Kaynak belge:
5 Mayıs 2020 Salı

Futbolcu sendikası röportajları (7) - HDP PM üyesi ve eski futbolcu Barış Karabıyık


Gazete Duvar için 1 Mayıs'a özel hazırladığım dosyada sekiz isimden görüş almıştım. Bunlardan bazılarıyla iki saatten fazla görüştüm, hepsine haberde yer veremedim. Deşifrelerin tam halini paylaşıyorum. Bu kez soruları ekleyemedim maalesef, burada sadece cevapları var...


Futbolcuların bir sınıf oluşturduklarını düşünmüyorum ama belki özellikle küçük bir futbolcu gurubunun yaşadığı lüks hayat düşünülünce, burjuva sınıfına dâhil oldukları düşünülebilir. Ancak Türkiye’de ne kadar bir burjuva sınıfı var o ayrı bir tartışma konusu.

Kulüp başkanları kendi yaşamları içinde “kapitalist” olabilirler belki ama futbol içinde kulüp başkanları doğrudan maddi çıkarlar elde etmek için yer almazlar. Daha çok Maslow’un ihtiyaçlar hiyerarşisine göre ilk dört basamağa sahip olmuşlar ve son basamak olarak “kendilerini tamamlamak” adına futbola para harcayan insanlardır.

Kulüp yöneticileri ve futbolcular arasında klasik boyutta bir emek – sermaye ilişkisi yoktur. Çünkü, arada çok güçlü ve belirleyici bir yapıya sahip olan taraftar vardır. Bir başkan ticari anlamda bir kulübün tüm hisselerine de sahip olsa, hiçbir başkan taraftara rağmen o kulübe tamamen sahip olamaz. Yönetici futbolcu arasındaki ilişkinin dozunu yönetimden daha çok taraftar belirler.

Kulüp ve futbolcu arasındaki sözleşme iki tarafın haklarını koruyan, arz - talep çerçevesinde oluşan bir anlaşmadır. Taraftar da hem bu sözleşmenin asıl talepçisi hem de bu sürecin asıl denetleyicisidir. Hukukun uygulanmasını savunmak ilkesel bir gerekliliktir. Dolayısıyla futbolcu çok para kazansa da sözleşmeden doğan hakkını alamıyorsa bu “amasız, fakatsız” bir mağduriyettir.

Nabzın 220-230 olduğu, tansiyonun zaman zaman 22’lere çıktığı, 50 bin kişinin önünde baskı altında üretken olmak zorunda kaldığın bir iş bu… O paralar öyle dışarıdan göründüğü kadar kolay kazanılmıyor… Ne var ki aynı emeği ortaya koyan diğer bir futbolcu ise o paraların yanından bile geçemiyor. Kendisine bir hayat kuramamış, yoksulluk içinde birçok futbolcu tanıdığım var.

İstenenler:
1 > Barış Karabıyık röportajından, "Gazete Duvar için" sözcüklerini içeren yerle başlayıp "bir tartışma konusu." ile biten bölümü harfi harfine yazın.
2 > Barış Karabıyık röportajını, gösterilen son cümlenin ardından sürdürün.

Veri kümesi girdileri:

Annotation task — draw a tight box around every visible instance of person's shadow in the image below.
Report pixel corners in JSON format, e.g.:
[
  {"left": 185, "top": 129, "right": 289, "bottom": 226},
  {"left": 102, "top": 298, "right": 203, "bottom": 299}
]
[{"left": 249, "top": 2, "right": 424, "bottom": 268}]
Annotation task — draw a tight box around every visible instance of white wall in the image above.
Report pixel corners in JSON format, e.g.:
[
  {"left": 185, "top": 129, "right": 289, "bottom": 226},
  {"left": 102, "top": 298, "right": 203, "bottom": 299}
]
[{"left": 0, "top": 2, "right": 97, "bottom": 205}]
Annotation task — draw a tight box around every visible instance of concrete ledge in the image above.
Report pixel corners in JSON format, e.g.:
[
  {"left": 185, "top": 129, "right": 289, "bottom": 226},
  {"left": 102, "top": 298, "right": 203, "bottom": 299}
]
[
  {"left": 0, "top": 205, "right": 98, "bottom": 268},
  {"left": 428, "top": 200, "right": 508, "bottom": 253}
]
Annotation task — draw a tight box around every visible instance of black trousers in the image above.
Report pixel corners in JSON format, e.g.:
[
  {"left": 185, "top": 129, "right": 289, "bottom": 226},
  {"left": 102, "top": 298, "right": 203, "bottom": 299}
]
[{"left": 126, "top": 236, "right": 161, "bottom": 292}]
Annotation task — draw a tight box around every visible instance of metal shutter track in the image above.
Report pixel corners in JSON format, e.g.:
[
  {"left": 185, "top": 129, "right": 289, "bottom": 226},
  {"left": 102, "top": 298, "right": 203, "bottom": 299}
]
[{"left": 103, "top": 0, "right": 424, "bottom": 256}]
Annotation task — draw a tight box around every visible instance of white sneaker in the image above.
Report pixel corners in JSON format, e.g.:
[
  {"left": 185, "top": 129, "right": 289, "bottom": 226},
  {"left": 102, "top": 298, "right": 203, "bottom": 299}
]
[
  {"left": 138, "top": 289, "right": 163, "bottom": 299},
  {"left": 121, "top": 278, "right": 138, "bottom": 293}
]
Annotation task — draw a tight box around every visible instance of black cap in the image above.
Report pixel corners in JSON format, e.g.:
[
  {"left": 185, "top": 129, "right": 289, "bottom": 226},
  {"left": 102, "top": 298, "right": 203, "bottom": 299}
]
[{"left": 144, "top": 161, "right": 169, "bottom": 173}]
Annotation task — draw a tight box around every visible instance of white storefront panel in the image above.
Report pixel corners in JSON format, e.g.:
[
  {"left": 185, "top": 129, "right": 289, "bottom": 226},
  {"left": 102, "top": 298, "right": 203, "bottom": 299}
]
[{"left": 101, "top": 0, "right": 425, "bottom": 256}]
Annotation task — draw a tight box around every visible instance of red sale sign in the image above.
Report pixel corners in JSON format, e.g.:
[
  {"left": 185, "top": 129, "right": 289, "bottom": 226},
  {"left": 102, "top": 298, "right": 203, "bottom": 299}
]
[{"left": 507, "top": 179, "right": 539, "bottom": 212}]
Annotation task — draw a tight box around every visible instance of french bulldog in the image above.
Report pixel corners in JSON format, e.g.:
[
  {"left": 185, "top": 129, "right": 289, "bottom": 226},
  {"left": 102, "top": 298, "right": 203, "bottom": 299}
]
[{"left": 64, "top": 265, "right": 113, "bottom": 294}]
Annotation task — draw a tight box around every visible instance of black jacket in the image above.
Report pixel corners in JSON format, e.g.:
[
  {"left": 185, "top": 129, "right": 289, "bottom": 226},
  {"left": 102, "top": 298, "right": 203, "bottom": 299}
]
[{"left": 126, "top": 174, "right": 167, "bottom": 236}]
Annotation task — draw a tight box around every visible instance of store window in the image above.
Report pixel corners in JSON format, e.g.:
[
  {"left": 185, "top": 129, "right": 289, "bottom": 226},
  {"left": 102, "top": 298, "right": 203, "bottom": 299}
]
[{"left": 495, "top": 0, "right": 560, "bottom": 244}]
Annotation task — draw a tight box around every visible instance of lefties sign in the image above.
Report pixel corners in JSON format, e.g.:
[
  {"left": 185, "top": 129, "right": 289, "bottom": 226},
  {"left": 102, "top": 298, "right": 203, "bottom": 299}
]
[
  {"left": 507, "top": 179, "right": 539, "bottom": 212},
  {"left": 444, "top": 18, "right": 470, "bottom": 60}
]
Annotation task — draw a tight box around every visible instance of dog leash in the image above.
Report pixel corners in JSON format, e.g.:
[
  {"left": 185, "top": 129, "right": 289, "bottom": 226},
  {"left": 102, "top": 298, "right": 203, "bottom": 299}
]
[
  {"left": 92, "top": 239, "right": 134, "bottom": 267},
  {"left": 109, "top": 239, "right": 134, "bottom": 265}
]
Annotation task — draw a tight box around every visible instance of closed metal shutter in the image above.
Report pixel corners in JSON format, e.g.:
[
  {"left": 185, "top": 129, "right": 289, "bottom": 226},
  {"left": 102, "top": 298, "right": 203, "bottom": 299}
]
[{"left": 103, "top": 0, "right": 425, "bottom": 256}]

Alıştırma yanıtları:
1 >
Gazete Duvar için 1 Mayıs'a özel hazırladığım dosyada sekiz isimden görüş almıştım. Bunlardan bazılarıyla iki saatten fazla görüştüm, hepsine haberde yer veremedim. Deşifrelerin tam halini paylaşıyorum. Bu kez soruları ekleyemedim maalesef, burada sadece cevapları var...


Futbolcuların bir sınıf oluşturduklarını düşünmüyorum ama belki özellikle küçük bir futbolcu gurubunun yaşadığı lüks hayat düşünülünce, burjuva sınıfına dâhil oldukları düşünülebilir. Ancak Türkiye’de ne kadar bir burjuva sınıfı var o ayrı bir tartışma konusu.

2 >
Toplumsal olaylar karşısında, futbolcuların çok ciddi bir siyasal birikime ve gerektiğinde ezber temelli olmayan, gelecek kaygısı gözetmeden, tamamen insani temelde tavır koyabilme cesaretine ihtiyaçları var. İşte bu anlayışla kurulabilecek bir sendika sadece futbolcuların değil tüm spor branşlarının ihtiyaçlarına cevap verebilir. Eski bir sporcu olarak bunun düşüncesi bile doğrusu bana heyecan veriyor.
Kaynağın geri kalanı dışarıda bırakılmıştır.